Problem details: Only the lines starting at the one that contains "Target: flagpole" and running to the end should be repeated, exactly as written.

Input records:
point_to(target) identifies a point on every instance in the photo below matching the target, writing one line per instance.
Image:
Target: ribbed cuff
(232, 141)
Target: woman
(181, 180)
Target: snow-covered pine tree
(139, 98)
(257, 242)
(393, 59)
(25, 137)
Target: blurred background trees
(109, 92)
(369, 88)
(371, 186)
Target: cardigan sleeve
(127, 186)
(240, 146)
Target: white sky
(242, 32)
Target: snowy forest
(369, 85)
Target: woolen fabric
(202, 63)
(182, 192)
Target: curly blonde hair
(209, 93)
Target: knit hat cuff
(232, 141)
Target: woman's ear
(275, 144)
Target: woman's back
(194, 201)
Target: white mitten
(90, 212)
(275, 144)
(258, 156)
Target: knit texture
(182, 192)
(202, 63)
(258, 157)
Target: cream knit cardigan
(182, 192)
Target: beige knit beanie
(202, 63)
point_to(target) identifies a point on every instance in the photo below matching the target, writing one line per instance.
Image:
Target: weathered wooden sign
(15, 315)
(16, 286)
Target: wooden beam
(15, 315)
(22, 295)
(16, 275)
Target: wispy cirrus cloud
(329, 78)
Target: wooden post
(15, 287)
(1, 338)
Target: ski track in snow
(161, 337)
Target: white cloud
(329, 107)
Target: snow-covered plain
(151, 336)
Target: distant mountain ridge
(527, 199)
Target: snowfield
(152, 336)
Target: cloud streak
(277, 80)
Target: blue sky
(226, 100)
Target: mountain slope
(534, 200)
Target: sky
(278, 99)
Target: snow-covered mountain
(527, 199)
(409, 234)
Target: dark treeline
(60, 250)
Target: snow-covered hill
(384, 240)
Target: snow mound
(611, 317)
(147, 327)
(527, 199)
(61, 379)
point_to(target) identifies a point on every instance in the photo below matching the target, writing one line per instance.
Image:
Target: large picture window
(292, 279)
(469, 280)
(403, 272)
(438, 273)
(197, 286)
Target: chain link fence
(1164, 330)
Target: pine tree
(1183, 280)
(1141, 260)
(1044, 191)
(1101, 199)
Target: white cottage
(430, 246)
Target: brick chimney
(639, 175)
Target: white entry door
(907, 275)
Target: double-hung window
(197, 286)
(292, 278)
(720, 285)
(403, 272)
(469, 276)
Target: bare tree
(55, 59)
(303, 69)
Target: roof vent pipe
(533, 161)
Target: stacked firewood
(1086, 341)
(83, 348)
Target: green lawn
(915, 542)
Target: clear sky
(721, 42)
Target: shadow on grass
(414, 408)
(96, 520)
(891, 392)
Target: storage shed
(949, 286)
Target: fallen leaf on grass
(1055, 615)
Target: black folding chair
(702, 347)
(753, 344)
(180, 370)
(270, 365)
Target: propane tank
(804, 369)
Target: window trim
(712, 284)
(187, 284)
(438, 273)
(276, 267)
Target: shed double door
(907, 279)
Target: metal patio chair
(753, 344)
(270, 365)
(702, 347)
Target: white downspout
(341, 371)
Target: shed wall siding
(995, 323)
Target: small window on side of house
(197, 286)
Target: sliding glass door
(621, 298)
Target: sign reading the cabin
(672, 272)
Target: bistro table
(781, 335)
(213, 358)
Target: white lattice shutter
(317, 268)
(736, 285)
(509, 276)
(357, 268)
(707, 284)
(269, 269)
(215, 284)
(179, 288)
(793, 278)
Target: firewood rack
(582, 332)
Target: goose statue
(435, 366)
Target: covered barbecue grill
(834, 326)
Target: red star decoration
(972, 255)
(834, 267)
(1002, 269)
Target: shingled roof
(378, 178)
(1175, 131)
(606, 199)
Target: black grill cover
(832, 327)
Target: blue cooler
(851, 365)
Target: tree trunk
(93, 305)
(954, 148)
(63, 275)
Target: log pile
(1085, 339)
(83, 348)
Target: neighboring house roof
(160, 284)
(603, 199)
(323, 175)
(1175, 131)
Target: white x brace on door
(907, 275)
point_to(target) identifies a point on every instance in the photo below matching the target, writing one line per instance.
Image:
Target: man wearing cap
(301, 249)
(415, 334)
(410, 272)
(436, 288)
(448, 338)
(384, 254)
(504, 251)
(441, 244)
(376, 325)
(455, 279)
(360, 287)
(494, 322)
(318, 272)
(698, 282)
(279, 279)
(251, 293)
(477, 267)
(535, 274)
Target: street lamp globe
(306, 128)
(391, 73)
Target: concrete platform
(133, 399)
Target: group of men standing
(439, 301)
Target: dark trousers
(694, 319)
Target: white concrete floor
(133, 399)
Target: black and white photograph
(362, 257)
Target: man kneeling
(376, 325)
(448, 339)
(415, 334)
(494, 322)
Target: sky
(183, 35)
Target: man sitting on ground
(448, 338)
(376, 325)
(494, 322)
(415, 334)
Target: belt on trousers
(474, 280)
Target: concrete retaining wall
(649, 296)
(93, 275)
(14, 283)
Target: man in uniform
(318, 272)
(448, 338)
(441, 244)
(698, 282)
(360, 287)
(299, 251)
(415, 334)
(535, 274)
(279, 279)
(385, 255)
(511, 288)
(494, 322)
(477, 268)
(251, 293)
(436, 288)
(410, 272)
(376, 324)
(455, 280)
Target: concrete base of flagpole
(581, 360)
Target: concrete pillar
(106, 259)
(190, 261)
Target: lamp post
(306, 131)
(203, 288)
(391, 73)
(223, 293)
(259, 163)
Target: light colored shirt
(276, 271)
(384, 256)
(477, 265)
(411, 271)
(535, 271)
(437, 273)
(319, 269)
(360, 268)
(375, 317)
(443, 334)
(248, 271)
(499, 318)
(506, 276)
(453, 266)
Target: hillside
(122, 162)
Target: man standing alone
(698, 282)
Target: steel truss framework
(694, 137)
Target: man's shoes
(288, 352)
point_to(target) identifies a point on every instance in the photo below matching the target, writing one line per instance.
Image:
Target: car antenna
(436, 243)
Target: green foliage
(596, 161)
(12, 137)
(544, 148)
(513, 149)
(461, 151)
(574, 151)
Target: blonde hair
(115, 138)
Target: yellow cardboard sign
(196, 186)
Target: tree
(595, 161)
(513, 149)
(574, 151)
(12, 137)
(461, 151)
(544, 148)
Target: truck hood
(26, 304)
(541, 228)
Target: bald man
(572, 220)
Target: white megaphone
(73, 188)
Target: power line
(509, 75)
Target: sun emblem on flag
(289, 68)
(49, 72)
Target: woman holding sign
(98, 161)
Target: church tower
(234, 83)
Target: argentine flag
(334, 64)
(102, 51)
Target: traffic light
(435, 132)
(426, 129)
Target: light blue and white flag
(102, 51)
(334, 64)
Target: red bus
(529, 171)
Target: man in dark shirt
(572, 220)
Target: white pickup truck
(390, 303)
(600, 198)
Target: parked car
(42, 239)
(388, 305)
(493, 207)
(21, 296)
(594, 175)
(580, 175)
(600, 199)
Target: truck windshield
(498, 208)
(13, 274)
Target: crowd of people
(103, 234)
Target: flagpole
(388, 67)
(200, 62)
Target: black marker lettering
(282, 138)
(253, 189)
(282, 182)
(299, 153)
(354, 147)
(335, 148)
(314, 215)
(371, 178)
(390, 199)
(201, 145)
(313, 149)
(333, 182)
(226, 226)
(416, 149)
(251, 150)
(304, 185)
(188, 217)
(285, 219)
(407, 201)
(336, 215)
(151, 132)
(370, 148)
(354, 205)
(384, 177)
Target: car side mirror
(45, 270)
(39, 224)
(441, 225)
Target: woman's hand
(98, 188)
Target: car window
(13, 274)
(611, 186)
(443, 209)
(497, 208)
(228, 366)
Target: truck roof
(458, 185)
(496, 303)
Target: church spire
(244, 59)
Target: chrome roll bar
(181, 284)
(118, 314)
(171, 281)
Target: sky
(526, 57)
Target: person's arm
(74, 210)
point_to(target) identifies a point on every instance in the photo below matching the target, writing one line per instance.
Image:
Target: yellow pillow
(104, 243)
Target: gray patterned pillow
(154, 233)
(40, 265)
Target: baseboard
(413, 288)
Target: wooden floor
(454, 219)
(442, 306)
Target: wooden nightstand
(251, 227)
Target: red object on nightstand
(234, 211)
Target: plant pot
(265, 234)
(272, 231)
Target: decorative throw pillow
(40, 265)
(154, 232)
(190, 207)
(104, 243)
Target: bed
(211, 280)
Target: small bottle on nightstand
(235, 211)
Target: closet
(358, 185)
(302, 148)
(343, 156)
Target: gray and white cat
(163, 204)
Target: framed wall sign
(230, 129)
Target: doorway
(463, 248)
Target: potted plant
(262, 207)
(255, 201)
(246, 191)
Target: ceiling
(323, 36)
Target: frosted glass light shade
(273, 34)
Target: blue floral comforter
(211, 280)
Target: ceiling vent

Task result:
Target: flagpole
(388, 67)
(200, 62)
Target: black marker lettering
(282, 138)
(253, 189)
(282, 182)
(299, 153)
(354, 147)
(335, 148)
(314, 215)
(371, 178)
(390, 199)
(201, 145)
(313, 149)
(333, 182)
(226, 226)
(416, 149)
(251, 150)
(304, 185)
(188, 217)
(285, 219)
(407, 201)
(336, 215)
(151, 132)
(370, 148)
(354, 205)
(384, 177)
Target: car side mirror
(45, 270)
(39, 224)
(441, 225)
Target: woman's hand
(98, 188)
Target: car window
(13, 274)
(611, 186)
(443, 209)
(497, 208)
(228, 366)
Target: truck roof
(458, 185)
(496, 303)
Target: church spire
(244, 59)
Target: chrome roll bar
(181, 284)
(118, 314)
(171, 281)
Target: sky
(526, 57)
Target: person's arm
(74, 210)
point_to(target) identifies a point on every instance in the photo below matching the target, writing one line per instance.
Image:
Target: yellow pillow
(104, 243)
Target: gray patterned pillow
(154, 233)
(40, 265)
Target: baseboard
(413, 288)
Target: wooden floor
(454, 219)
(442, 306)
Target: wooden nightstand
(251, 227)
Target: red object on nightstand
(234, 211)
Target: plant pot
(265, 234)
(272, 231)
Target: decorative throw pillow
(40, 265)
(154, 232)
(190, 207)
(104, 243)
Target: bed
(211, 280)
Target: small bottle on nightstand
(235, 211)
Target: closet
(358, 185)
(302, 148)
(343, 156)
Target: gray and white cat
(163, 204)
Target: framed wall sign
(230, 129)
Target: doorway
(463, 248)
Target: potted plant
(262, 207)
(255, 201)
(246, 191)
Target: ceiling
(323, 36)
Target: frosted glass light shade
(273, 34)
Target: blue floral comforter
(211, 280)
Target: ceiling vent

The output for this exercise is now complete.